What follows is a block of records; restate each one word for word.

>> BEGIN

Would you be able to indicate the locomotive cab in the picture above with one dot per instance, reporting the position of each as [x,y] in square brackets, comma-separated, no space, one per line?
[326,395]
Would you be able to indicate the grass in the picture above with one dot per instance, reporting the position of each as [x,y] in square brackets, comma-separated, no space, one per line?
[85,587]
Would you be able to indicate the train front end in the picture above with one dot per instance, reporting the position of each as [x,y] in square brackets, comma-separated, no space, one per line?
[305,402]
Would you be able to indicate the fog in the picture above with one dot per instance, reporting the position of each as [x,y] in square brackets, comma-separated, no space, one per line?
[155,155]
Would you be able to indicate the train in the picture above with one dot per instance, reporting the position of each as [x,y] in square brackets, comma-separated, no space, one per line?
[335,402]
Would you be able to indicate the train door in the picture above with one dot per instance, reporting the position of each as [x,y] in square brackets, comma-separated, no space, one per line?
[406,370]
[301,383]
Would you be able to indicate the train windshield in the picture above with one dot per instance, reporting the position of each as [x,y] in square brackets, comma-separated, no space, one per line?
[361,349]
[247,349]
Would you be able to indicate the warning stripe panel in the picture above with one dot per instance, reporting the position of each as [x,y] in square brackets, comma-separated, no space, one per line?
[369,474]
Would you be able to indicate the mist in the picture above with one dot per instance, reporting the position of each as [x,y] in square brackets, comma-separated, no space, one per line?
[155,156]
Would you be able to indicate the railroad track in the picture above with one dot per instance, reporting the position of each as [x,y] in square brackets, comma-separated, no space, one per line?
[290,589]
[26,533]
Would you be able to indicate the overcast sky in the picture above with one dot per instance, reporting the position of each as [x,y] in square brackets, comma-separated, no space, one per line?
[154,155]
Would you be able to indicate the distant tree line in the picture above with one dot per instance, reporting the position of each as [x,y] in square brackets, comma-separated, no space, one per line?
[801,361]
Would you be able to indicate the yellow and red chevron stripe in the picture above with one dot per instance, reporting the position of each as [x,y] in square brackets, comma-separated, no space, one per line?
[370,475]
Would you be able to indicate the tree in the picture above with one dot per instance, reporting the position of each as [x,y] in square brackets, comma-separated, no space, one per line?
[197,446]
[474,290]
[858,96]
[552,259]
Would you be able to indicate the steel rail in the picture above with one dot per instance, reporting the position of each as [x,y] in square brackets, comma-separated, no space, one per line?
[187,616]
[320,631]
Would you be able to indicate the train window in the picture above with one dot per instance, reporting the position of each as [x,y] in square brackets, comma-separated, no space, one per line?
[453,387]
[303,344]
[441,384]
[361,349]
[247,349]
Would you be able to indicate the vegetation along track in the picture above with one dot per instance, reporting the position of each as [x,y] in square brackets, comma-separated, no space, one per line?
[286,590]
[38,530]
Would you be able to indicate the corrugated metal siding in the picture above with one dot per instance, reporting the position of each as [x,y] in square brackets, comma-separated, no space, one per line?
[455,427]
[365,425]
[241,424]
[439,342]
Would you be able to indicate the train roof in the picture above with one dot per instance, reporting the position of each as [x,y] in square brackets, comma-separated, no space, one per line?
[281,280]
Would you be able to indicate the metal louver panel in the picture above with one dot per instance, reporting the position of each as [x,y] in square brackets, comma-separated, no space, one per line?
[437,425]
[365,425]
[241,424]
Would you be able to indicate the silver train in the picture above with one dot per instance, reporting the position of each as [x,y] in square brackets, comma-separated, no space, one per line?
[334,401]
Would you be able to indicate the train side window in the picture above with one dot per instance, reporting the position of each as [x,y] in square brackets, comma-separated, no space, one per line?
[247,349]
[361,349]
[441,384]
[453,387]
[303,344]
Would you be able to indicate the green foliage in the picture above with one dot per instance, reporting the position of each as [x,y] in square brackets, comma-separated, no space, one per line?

>> END

● **Exercise response**
Would you be able to indicate the locomotive cab in the picture above with one dot per instance, reporting the position of each as [x,y] in square brackets, comma-separated, no space, one per line?
[326,395]
Would you be able to indicate the grass in the picture above with one dot per instance, reporting the position of each as [x,y] in square brackets, comma-separated, no space, one per line?
[85,587]
Would you be able to indicate the train front end in the picture above with one dot per instance, reporting the position of each as [x,y] in square brackets, comma-separated, no space, one per line?
[305,402]
Would you be able to indicate the fog in the picture above with one dot per instance, reporting the position of each as [x,y] in square brackets, comma-separated, no space, one per line?
[155,155]
Would you be able to indicate the train in the picture above with one dot per instance, reporting the position of each as [x,y] in square brackets, comma-separated, no space, one per line?
[335,402]
Would you be able to indicate the train door in the picture above with one dot per instance, reporting the position of each as [x,y] in square brackets, comma-separated, no space, one per line?
[406,370]
[301,383]
Would you be able to indicate the train windshield in the picture above with one dot per instance, reporting the position of each as [x,y] in square brackets, comma-separated, no space, one per line?
[361,349]
[247,349]
Would you be able to indicate the warning stripe panel in the picture above with one dot per instance, reporting the position of each as [x,y] in square brackets, comma-separated, no space, one per line?
[369,474]
Would you be able to indicate the mist in the picture above with one dot per instance, reporting the position of each as [x,y] in square brackets, comma-separated, no space, one per line?
[155,156]
Would you be able to indicate the railroad track in the picture above with one dot per instance, reporting the position of each as [x,y] in square brackets, comma-separated, no space, one per line?
[290,589]
[26,533]
Would you be able to indicate the overcast sky in the picture above with one dot per instance, reporting the position of each as [x,y] in square brackets, comma-separated, no space, one per line?
[154,155]
Would you be able to indicate the distant tree line in the picture above with one dot per instance, reporting the position of each as [x,y] in square brackets, comma-separated, no space, one per line?
[801,361]
Would you be able to indicate the yellow and red chevron stripe in the picture above with one dot per instance, reporting the position of each as [x,y] in square brackets, comma-separated, no space, one per line?
[370,475]
Would you be able to indicate the tree in the picture above with one dot per instance, reporting the position of each as [x,y] in square brackets, comma-separated, no space, one per line?
[197,446]
[474,290]
[858,96]
[552,259]
Would you be able to indicate the steel rail in the picture above with one dot per instance, reporting the position of each as [x,y] in square brackets, comma-separated, no space, one per line?
[187,616]
[320,631]
Would you be able to indicate the train window in the picture above with one dot per instance, reporting the position of each as [x,y] in square brackets, comma-separated, no space, one per line?
[453,387]
[303,344]
[441,384]
[361,349]
[247,349]
Would you be able to indicate the vegetation along track in the picture above with one dot per instance, reporting the position of each as [x,y] in square brackets, comma-separated, no space, one per line?
[286,590]
[38,530]
Would you be able to indicate the corrugated metal siding in the picture above with one dot per instance, reporting the position of each as [x,y] in square brackets, comma-separated, no space, one per line?
[455,427]
[365,425]
[241,424]
[439,342]
Would you be able to indicate the train roof in the picture above with one dot per instance, reporting the position of each as [x,y] in square brackets, comma-separated, no space, one per line?
[281,280]
Would you be able to indicate the metal louver panel in the picture above with one dot per instance, reporting the position of each as [x,y] in square brackets, comma-separated, no space, one per line?
[437,425]
[365,425]
[241,424]
Would you be able to indicate the silver train in the picture above with one dot per instance, reporting the position of each as [x,y] in square brackets, comma-separated, no space, one per line?
[334,401]
Would you be able to indicate the train side window in the picture above with one dot per instance, reporting the position of each as [x,y] in square brackets, comma-separated, no space, one per line?
[247,349]
[361,349]
[441,384]
[453,387]
[303,344]
Would you be able to indicate the green foliage in the picture above with one dot per instance, reporting the position of each as [x,y] in square brackets, comma-separated, no space, one per line?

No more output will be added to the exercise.